» **Direction**: Copy the records word for word, starting at their first line and ending with the line that contains "307), (548, 322)]".

○ ○ ○ ○ ○

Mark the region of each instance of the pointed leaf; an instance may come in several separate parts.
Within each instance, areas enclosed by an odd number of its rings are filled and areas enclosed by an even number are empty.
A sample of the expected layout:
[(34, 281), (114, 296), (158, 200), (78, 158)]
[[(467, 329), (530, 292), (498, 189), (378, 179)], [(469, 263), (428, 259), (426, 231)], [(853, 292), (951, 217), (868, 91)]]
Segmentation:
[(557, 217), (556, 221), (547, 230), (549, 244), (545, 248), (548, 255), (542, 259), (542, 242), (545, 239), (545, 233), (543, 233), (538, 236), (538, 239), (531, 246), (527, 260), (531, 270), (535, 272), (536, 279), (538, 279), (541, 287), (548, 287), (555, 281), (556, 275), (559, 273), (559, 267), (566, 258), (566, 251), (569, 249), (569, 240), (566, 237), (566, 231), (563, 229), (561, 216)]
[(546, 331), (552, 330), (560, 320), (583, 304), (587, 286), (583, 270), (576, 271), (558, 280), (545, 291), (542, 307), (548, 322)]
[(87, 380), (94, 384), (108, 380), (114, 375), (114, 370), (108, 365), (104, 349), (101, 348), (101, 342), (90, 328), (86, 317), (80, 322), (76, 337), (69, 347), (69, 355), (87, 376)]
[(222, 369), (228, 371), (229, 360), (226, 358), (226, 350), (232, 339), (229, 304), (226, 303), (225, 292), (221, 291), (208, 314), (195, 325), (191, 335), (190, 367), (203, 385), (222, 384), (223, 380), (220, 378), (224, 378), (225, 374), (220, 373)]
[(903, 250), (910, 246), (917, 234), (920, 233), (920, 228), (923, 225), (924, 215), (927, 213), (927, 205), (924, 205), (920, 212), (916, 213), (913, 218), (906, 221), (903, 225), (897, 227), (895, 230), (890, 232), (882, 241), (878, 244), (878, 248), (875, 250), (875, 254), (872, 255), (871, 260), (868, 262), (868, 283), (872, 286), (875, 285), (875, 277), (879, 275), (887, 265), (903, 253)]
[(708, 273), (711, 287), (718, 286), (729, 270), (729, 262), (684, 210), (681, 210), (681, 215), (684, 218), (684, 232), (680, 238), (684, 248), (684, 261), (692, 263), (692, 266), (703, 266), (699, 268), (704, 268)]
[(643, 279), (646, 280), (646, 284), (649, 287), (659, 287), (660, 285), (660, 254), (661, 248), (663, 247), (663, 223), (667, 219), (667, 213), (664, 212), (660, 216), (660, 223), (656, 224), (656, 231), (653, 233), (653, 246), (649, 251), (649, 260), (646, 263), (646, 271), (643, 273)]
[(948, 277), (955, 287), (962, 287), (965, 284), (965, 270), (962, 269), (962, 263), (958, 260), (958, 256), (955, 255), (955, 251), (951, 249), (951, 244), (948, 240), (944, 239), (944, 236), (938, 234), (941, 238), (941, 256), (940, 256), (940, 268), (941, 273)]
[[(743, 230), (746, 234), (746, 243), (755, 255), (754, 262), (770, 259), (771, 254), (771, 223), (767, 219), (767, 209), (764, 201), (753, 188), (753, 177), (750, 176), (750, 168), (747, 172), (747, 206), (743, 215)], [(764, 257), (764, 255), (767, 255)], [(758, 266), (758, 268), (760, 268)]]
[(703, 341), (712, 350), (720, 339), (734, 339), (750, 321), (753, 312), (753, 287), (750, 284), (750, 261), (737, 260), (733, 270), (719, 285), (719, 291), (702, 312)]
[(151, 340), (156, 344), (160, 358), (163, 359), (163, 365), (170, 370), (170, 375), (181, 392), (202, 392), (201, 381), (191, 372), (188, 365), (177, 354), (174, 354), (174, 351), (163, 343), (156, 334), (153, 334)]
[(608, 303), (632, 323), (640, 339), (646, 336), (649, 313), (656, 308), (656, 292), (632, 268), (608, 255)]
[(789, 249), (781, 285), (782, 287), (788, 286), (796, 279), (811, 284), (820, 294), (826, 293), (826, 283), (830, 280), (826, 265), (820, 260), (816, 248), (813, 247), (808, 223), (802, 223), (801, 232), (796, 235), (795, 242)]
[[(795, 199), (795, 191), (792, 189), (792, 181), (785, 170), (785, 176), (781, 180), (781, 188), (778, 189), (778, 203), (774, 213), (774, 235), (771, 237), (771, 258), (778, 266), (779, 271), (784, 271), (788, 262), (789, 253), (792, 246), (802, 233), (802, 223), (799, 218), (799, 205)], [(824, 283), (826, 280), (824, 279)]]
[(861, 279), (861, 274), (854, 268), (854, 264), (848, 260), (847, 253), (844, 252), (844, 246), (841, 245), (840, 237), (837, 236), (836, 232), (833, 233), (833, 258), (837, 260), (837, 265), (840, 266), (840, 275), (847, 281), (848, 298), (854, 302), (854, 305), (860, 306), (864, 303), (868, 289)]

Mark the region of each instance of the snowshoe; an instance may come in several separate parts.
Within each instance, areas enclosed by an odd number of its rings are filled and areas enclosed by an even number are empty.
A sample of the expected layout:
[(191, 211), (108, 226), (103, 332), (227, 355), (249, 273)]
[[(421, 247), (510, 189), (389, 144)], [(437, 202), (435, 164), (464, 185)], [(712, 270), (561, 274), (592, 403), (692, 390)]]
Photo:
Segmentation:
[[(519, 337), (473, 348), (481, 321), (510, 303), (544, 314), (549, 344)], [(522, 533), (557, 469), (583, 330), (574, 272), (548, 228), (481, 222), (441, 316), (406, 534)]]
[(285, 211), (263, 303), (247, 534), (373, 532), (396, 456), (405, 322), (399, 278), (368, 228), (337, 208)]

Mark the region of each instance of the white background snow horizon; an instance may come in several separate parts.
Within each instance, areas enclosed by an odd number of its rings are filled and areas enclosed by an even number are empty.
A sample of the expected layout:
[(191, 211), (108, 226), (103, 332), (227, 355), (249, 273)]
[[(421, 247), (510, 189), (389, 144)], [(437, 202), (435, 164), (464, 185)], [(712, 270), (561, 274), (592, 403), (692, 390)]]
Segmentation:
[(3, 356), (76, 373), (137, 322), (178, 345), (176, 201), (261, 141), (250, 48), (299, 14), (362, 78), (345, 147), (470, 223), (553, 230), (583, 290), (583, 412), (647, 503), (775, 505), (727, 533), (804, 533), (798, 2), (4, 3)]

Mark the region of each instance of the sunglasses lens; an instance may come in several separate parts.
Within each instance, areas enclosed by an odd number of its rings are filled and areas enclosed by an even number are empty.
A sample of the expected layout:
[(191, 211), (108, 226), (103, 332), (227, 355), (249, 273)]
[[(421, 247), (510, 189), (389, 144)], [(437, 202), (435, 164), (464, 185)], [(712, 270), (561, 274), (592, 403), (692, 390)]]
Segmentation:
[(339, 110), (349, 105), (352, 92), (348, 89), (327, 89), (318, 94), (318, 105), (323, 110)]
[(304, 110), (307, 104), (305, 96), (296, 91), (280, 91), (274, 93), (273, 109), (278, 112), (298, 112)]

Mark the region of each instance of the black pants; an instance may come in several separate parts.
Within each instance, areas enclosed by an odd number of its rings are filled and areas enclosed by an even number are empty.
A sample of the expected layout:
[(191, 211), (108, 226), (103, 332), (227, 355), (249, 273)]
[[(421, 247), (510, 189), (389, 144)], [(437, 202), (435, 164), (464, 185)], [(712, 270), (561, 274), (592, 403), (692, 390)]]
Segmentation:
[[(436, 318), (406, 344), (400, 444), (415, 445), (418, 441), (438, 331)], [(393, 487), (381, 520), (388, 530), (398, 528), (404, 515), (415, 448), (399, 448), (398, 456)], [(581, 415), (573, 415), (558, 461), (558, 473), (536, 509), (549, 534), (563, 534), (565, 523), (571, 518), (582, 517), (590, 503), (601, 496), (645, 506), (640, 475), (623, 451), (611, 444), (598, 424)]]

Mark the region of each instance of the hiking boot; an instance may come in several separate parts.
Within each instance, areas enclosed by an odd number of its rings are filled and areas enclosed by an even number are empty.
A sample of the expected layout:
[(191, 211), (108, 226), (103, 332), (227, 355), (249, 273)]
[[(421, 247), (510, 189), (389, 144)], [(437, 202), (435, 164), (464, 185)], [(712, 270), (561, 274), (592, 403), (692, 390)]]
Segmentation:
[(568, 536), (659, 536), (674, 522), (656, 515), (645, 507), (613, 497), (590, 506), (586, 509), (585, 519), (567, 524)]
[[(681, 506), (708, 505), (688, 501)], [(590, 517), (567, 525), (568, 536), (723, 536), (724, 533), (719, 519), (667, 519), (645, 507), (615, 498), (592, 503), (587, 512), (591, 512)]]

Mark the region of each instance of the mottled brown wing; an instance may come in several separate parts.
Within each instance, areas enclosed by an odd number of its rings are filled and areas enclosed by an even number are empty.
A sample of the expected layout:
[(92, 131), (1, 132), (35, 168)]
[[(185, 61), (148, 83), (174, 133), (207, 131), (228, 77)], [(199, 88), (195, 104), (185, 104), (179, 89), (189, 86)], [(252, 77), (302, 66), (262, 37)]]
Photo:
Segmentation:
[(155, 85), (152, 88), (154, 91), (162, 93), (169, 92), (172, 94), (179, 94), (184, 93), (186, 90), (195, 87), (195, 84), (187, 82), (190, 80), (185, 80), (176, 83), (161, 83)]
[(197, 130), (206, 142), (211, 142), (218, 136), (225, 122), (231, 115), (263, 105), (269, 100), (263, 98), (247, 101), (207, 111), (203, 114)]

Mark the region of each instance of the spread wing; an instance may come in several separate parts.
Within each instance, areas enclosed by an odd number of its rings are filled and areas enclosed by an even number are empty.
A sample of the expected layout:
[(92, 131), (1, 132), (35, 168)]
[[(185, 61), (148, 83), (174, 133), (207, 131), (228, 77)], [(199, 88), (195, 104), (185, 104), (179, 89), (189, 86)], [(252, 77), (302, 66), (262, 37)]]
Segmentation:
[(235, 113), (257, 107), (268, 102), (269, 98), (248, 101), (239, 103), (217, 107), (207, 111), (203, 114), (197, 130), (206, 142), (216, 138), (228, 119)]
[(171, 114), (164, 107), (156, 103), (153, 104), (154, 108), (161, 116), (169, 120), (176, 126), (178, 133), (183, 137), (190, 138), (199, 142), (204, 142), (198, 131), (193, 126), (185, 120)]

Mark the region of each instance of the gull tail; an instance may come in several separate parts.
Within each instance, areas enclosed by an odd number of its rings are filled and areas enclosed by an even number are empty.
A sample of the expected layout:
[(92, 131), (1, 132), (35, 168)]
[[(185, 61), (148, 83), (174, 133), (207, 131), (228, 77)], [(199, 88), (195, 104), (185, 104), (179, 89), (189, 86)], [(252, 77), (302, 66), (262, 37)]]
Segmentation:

○ ○ ○ ○ ○

» **Expected answer**:
Mark the region of each instance of the pointed leaf; an instance may come in several separate parts.
Within each instance, areas enclosed by an odd number of its rings are filled and areas enclosed by an even number are empty.
A sample of the expected layout:
[(34, 281), (114, 296), (158, 200), (78, 158)]
[[(467, 329), (530, 292), (498, 189), (378, 179)], [(469, 263), (428, 259), (426, 231)], [(853, 292), (951, 217), (868, 91)]]
Segmentation:
[(557, 217), (556, 221), (547, 230), (549, 244), (545, 248), (548, 255), (542, 259), (542, 242), (545, 239), (545, 233), (543, 233), (538, 236), (538, 239), (531, 246), (527, 260), (531, 270), (535, 272), (536, 279), (538, 279), (541, 287), (548, 287), (555, 281), (556, 275), (559, 273), (559, 267), (566, 258), (566, 251), (569, 249), (569, 240), (566, 237), (566, 231), (563, 229), (561, 216)]
[(546, 331), (552, 330), (560, 320), (583, 304), (587, 286), (583, 270), (576, 271), (558, 280), (545, 291), (542, 307), (548, 322)]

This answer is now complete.